STATED TASK A
Present the rows on locating named things below as a Markdown table with the columns Number and Text. Cover the rows from the first one up to and including the line with "left=0, top=0, right=800, bottom=649", skip blank lines, and leave out the pictures.
── EXCERPT TO READ ──
Murray published a number of papers on tardigrades from 1905 to 1913; we show here a detail of a tardigrade from a plate that he published in 1905 in the Transactions of the Royal Society of Edinburgh, and a detail of the first page of his article, if you are curious about his tardigrade prose. If you too are intrigued by these 8-legged waddlers, you will surely enjoy this short video showing tardigrades in action, from the PBS show Science Friday, made available in 2013.
Murray then took part in the Nimrod expedition to Antarctica (1907-09), which was led by the not-quite-as-famous-as-he-soon-would-be Ernest Shackleton. A single report on Antarctic tardigrades emerged from this, which we have in our collections, as well as a single photo of Murray in Antarctica (first image). Perhaps photos of Murray in Antarctica are so scarce because he seems to have been the unofficial photographer, as all the photos of Shackleton and the rest of the crew are credited to Murray. Murray also wrote an account of the Nimrod Expedition, Antarctic Days (1913), which is not held by our Library.
The most notorious adventure undertaken by Murray came in 1911, when he agreed to accompany Percy Fawcett and several others on an expedition to explore a remote area in Peru and Bolivia. Murray was not used to conditions in the tropics, suffered greatly on the expedition, became practically incapacitated, and was no help to Fawcett and the rest. Eventually, they sent him away and went on without him. Murray survived, and when he got back to England, he planned to bring legal action against Fawcett for dismissing him, but he never followed through. If you have seen the film, The Lost City of Z (2016; fourth image, above), you will recall that Murray, played by Angus Macfadyen, was portrayed as an inept, overbearing, vengeful man, who tried to sabotage the expedition when Fawcett decided to get rid of him, and who berated Fawcett in front of the Royal Geographical Society after Fawcett's return. None of this really happened. Of the two men, Fawcett was far crazier and more egotistical than Murray, and even less competent, or so it is said by some historians.
───
── ENTRIES ──
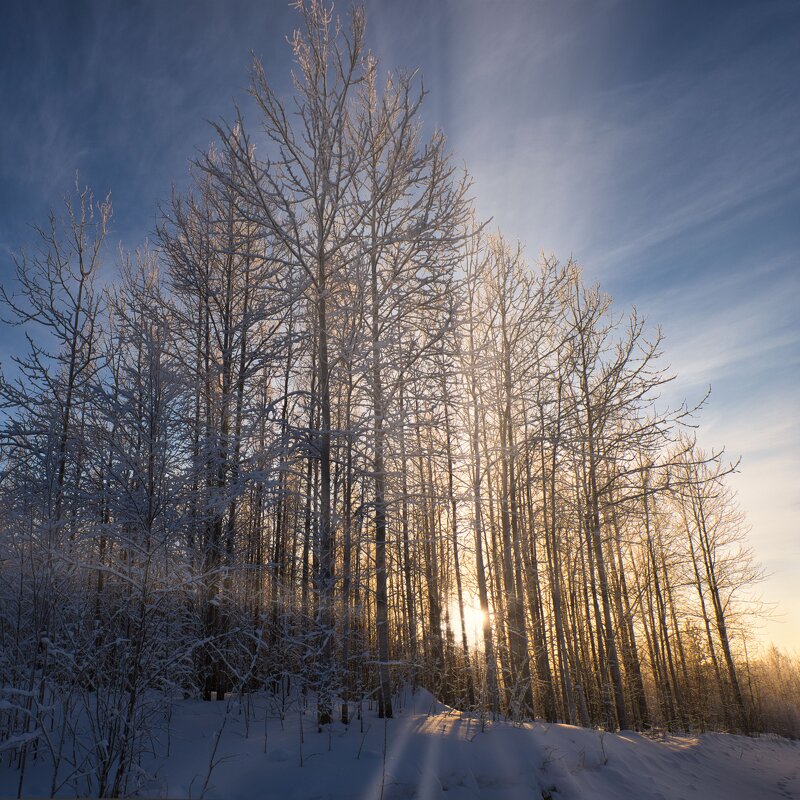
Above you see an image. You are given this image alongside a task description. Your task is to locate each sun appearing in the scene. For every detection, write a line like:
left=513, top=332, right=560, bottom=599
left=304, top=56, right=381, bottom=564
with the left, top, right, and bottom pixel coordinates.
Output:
left=448, top=595, right=485, bottom=647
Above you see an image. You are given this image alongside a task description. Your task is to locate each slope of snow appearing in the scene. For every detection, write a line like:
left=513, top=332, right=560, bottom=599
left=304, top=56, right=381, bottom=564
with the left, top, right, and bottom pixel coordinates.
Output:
left=0, top=692, right=800, bottom=800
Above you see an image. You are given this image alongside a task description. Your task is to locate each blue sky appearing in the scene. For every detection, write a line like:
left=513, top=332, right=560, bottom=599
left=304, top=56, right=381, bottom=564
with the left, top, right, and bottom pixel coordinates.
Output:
left=0, top=0, right=800, bottom=649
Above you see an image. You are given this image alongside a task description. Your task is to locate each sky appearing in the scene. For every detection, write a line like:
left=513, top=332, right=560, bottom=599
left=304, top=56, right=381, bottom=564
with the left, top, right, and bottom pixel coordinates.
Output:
left=0, top=0, right=800, bottom=652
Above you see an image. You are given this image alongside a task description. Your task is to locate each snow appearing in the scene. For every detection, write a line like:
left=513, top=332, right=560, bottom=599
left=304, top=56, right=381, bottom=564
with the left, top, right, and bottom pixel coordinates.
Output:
left=0, top=691, right=800, bottom=800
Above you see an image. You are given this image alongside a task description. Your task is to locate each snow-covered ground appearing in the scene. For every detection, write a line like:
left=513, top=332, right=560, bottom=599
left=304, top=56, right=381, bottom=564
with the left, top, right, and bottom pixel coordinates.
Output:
left=0, top=692, right=800, bottom=800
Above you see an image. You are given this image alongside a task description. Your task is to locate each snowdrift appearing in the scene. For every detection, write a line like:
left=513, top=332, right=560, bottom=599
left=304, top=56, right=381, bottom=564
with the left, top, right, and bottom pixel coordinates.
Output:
left=0, top=691, right=800, bottom=800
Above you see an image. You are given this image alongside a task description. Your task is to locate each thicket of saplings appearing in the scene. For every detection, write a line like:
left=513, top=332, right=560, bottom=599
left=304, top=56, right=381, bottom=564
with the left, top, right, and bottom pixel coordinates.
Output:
left=0, top=2, right=800, bottom=795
───
STATED TASK B
From the text on Murray's tardigrade work and expeditions, extract the passage from "Murray published a" up to and including "available in 2013.".

EXERCISE OUTPUT A
| Number | Text |
|---|---|
| 1 | Above you see an image. You are given this image alongside a task description. Your task is to locate each sun appearing in the scene. For every detection, write a line like: |
| 2 | left=513, top=332, right=560, bottom=599 |
| 3 | left=304, top=56, right=381, bottom=564 |
| 4 | with the left, top, right, and bottom pixel coordinates. |
| 5 | Output: |
| 6 | left=448, top=595, right=485, bottom=647 |
| 7 | Above you see an image. You are given this image alongside a task description. Your task is to locate each slope of snow appearing in the scene. For every detection, write a line like: |
| 8 | left=513, top=332, right=560, bottom=599 |
| 9 | left=304, top=56, right=381, bottom=564 |
| 10 | with the left, top, right, and bottom pixel coordinates. |
| 11 | Output: |
| 12 | left=0, top=692, right=800, bottom=800 |
| 13 | Above you see an image. You are given this image alongside a task description. Your task is to locate each blue sky appearing in the scene. For every detection, write a line like: |
| 14 | left=513, top=332, right=560, bottom=599 |
| 15 | left=304, top=56, right=381, bottom=564 |
| 16 | with the left, top, right, and bottom pixel coordinates. |
| 17 | Output: |
| 18 | left=0, top=0, right=800, bottom=649 |

EXERCISE OUTPUT B
Murray published a number of papers on tardigrades from 1905 to 1913; we show here a detail of a tardigrade from a plate that he published in 1905 in the Transactions of the Royal Society of Edinburgh, and a detail of the first page of his article, if you are curious about his tardigrade prose. If you too are intrigued by these 8-legged waddlers, you will surely enjoy this short video showing tardigrades in action, from the PBS show Science Friday, made available in 2013.